Given records —

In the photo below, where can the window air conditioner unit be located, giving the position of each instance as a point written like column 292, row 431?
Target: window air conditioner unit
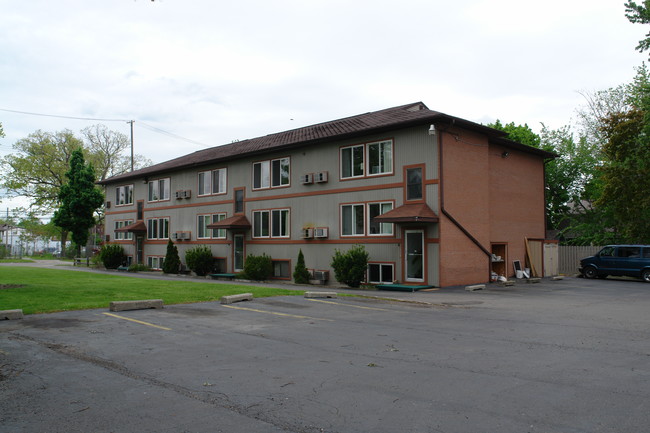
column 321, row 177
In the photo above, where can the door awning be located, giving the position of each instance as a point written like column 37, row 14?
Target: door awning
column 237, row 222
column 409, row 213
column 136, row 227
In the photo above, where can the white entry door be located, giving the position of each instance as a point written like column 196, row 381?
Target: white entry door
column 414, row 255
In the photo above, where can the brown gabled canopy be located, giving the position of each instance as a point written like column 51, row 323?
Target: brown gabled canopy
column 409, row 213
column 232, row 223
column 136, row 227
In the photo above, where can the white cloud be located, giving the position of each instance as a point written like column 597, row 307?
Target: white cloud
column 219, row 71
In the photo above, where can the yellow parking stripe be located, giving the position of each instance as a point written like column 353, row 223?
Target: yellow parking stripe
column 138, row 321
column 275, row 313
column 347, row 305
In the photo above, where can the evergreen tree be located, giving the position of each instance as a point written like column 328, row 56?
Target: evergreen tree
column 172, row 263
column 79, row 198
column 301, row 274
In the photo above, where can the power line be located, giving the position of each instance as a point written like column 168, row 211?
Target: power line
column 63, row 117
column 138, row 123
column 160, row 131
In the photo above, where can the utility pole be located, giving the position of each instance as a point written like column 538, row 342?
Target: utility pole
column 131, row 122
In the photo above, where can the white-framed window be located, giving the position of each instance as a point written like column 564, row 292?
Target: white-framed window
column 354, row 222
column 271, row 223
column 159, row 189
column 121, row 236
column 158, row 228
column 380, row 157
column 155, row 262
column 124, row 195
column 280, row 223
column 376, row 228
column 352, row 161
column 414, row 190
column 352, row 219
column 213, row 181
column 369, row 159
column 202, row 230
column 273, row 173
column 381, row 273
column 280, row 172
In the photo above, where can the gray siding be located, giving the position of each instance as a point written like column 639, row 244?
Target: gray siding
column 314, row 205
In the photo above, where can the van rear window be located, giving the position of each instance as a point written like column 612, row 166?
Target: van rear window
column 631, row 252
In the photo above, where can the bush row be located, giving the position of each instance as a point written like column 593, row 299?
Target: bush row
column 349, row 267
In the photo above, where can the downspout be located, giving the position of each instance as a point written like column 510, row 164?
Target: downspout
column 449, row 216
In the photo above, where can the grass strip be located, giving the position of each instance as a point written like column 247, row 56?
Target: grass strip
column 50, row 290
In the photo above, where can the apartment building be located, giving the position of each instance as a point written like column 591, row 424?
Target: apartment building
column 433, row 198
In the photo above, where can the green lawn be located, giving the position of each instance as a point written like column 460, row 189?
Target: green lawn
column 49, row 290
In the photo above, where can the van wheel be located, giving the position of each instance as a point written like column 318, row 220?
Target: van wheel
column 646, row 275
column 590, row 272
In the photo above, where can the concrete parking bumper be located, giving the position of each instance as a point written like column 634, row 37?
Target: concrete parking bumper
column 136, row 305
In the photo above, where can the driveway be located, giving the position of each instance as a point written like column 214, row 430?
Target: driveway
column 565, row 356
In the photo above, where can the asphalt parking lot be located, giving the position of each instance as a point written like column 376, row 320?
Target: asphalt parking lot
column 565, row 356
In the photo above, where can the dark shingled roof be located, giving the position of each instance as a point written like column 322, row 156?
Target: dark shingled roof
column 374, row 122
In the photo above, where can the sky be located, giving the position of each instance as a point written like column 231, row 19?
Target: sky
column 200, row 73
...
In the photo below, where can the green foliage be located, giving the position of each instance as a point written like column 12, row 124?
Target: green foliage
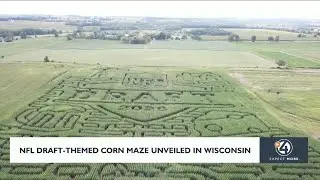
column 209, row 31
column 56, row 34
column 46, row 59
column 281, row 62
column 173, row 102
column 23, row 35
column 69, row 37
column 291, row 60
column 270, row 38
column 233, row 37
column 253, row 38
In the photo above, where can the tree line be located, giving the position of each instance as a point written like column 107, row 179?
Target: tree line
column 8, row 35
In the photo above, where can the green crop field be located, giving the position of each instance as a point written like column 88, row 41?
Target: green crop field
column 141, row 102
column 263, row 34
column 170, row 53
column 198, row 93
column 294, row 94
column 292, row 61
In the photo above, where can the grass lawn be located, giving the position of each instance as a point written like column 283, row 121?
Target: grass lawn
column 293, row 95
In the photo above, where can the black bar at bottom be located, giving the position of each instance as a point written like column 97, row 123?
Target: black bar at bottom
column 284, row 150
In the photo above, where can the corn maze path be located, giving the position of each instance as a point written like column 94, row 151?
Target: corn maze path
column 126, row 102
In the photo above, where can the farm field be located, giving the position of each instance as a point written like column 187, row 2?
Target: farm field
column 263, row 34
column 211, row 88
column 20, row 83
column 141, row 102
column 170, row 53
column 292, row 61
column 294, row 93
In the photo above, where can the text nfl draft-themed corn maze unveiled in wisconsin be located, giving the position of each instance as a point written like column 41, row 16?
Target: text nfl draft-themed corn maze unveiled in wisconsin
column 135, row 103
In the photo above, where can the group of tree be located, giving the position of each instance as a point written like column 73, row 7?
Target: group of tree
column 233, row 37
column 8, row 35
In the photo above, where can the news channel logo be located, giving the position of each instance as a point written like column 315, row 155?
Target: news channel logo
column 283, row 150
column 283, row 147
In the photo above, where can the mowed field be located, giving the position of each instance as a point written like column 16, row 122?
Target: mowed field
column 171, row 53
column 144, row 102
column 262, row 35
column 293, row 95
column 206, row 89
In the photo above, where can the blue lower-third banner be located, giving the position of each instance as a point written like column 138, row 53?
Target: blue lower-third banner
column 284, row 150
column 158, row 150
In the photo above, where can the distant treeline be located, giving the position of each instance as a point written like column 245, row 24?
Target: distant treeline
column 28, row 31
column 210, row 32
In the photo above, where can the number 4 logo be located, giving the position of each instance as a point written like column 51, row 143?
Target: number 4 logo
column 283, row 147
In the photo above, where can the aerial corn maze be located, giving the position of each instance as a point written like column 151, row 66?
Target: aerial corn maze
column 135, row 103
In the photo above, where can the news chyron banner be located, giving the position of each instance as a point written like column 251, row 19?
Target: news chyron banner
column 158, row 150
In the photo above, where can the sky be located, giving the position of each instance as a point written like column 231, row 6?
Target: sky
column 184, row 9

Work task —
The required output is every line above from the one with "Target: evergreen tree" down to the one with "In the photo above, where can the van rear", restated word for word, ends included.

Response to this task —
Target: evergreen tree
column 172, row 263
column 79, row 198
column 301, row 274
In the photo above, where can the power line be located, giving the position of each instance as a point written like column 168, row 211?
Target: power line
column 63, row 117
column 138, row 123
column 160, row 131
In the photo above, where can the utility pole be located, giving the position of each instance as a point written like column 538, row 342?
Target: utility pole
column 131, row 122
In the photo above, where can the white-framed window be located, giving the position of each instance as a point written like column 564, row 292?
Target: white-framed window
column 354, row 222
column 271, row 223
column 159, row 189
column 121, row 236
column 158, row 228
column 380, row 157
column 155, row 262
column 124, row 195
column 280, row 223
column 376, row 228
column 352, row 161
column 414, row 190
column 352, row 219
column 213, row 181
column 369, row 159
column 202, row 230
column 273, row 173
column 381, row 273
column 280, row 172
In the photo above, where can the gray siding be located, giving the position of each instance as a point written like column 639, row 244?
Target: gray siding
column 314, row 205
In the photo above, where can the van rear window be located, giving the position of each instance as a point written like column 612, row 166?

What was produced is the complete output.